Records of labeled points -
- - - - - - -
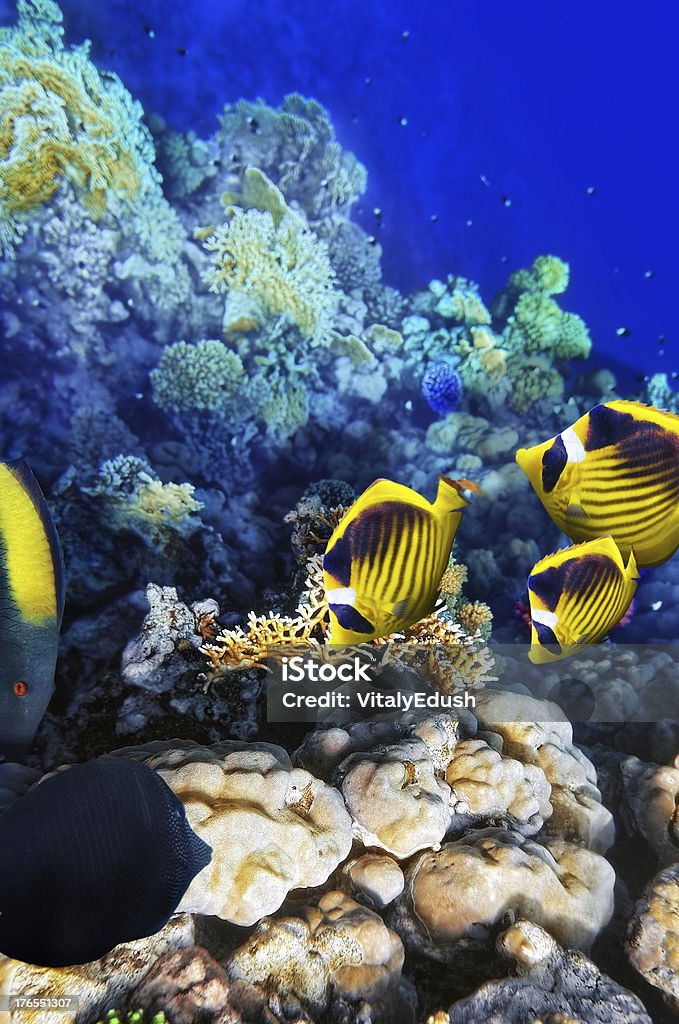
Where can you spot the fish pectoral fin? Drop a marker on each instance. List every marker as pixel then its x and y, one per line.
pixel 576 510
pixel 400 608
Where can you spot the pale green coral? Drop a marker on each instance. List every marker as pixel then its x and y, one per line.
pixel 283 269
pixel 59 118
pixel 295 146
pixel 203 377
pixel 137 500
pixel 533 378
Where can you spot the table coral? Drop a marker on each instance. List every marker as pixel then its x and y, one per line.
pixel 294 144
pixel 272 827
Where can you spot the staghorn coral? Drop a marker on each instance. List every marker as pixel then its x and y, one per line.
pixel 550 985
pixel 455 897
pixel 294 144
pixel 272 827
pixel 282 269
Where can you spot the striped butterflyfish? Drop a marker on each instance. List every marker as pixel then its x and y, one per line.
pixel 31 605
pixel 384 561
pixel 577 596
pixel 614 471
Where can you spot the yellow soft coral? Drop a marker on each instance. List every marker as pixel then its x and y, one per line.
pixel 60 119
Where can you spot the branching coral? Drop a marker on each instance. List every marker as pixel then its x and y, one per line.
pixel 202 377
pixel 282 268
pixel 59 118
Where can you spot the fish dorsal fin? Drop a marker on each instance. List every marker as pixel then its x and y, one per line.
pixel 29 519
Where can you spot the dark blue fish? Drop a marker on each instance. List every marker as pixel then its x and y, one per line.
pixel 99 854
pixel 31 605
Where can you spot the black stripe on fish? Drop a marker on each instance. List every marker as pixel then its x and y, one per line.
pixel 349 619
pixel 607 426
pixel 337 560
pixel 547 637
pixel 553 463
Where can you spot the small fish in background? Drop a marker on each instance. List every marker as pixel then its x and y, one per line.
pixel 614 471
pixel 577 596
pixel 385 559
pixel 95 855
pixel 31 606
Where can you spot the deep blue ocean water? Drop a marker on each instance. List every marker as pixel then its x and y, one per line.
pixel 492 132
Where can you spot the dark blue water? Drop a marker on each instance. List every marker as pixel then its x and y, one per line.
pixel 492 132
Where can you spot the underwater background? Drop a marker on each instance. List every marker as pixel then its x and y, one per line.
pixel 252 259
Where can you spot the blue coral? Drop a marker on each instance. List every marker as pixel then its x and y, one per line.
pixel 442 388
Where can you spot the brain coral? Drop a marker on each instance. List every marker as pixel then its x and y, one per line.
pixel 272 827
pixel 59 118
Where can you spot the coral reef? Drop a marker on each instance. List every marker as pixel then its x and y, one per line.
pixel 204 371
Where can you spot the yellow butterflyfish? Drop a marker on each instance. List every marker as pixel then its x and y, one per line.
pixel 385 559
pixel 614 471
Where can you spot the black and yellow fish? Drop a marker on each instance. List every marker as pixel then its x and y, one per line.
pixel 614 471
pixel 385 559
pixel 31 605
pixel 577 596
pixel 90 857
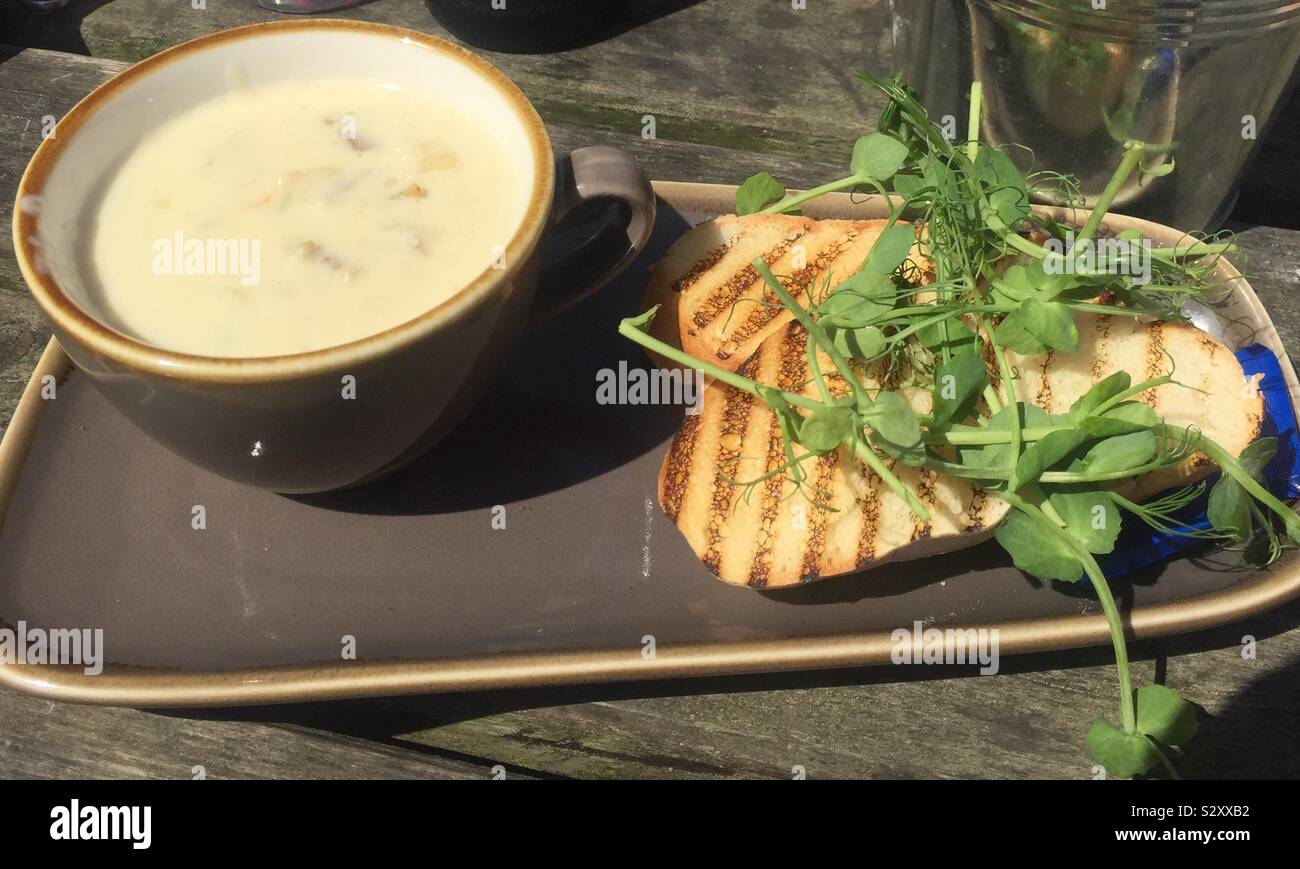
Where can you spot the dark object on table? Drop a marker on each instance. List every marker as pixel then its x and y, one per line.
- - - - - - -
Short exercise - Rewrite the rows above, replacing "marker" with "point" wherever it occurs and leaving everything else unchanged. Omit the pictures from your answer.

Output of the task -
Where can you spot the fish pectoral fin? Drop a point on each instance. List every point as pixel then its x and y, one per line.
pixel 576 510
pixel 400 608
Where can you spot the pale green coral? Drop a point on each instance. List every point as pixel then its x and y, one per line.
pixel 283 269
pixel 59 118
pixel 295 146
pixel 203 377
pixel 137 500
pixel 533 378
Where can you spot the table coral? Drop a point on each instance. List every point as pixel then its x and y, one per line.
pixel 294 144
pixel 272 827
Where can you spot the staghorn coral? Drop a point on each instance. List every point as pixel then its x and y, one per line.
pixel 550 985
pixel 455 897
pixel 294 144
pixel 272 827
pixel 282 269
Where can you spot the striped butterflyfish? Drop a point on each instance. List every point as pixel then its x and y, one per line.
pixel 31 605
pixel 384 561
pixel 577 596
pixel 614 471
Where can you spot the yellow soft coral? Drop a point on each instance. List every point as pixel then its x and y, one per line.
pixel 60 119
Where can you spot the branching coral? Drop a point on each instance. List every point as pixel then its x and y, one per line.
pixel 202 377
pixel 282 268
pixel 59 118
Where can you spot the fish dorsal fin? Drop a point on each instance. List every point as pixel then its x and y, one per line.
pixel 29 519
Where can you spot the dark blue fish? Drop a point on each instance. List every point as pixel then its x and y, one per line.
pixel 99 854
pixel 31 605
Where can you spot the black stripe on fish? Drop a point on each instance. List every point as pixel then its x and y, one per line.
pixel 349 619
pixel 607 426
pixel 337 560
pixel 547 637
pixel 553 463
Where can you spot the small fish in background? Drop a point on each instance. List every point as pixel then its x and y, one per line.
pixel 614 471
pixel 577 596
pixel 385 559
pixel 95 855
pixel 31 606
Where can you spot the deep blue ocean water? Drop a point on each instance. List every point as pixel then its x and y, one per line.
pixel 492 132
Where can you spot the dark blue water? Drop a point on each instance. List every point as pixel then its x and y, one per line.
pixel 492 132
Where can you spot the underwater background? Drop a point on each instance. List every point as pixel then its x and y, one per line.
pixel 252 259
Where can you spot the blue coral? Drop a point on each instance. List every point as pixel then its x and y, one per line.
pixel 442 388
Where can you spot the brain coral? Drop a point on each instance. List every point as pixel then its x and y, one per line.
pixel 272 827
pixel 59 118
Where can you spot the coral reef? Drop a point on each instance. List every point as pixel then its x and y, one per line.
pixel 204 371
Where can you spot the yellow butterflyfish? Drop a point on each instance. List every point as pixel then its x and y, one per line.
pixel 385 559
pixel 614 471
Where can you spot the black and yellow fish? Drop a point on each instance. List every point as pixel then its x and y, one per line.
pixel 614 471
pixel 385 559
pixel 31 605
pixel 577 596
pixel 90 857
Where can you spot the dark object on table? Drop a point on each instance. List every point as pixel then its x and y, one per line.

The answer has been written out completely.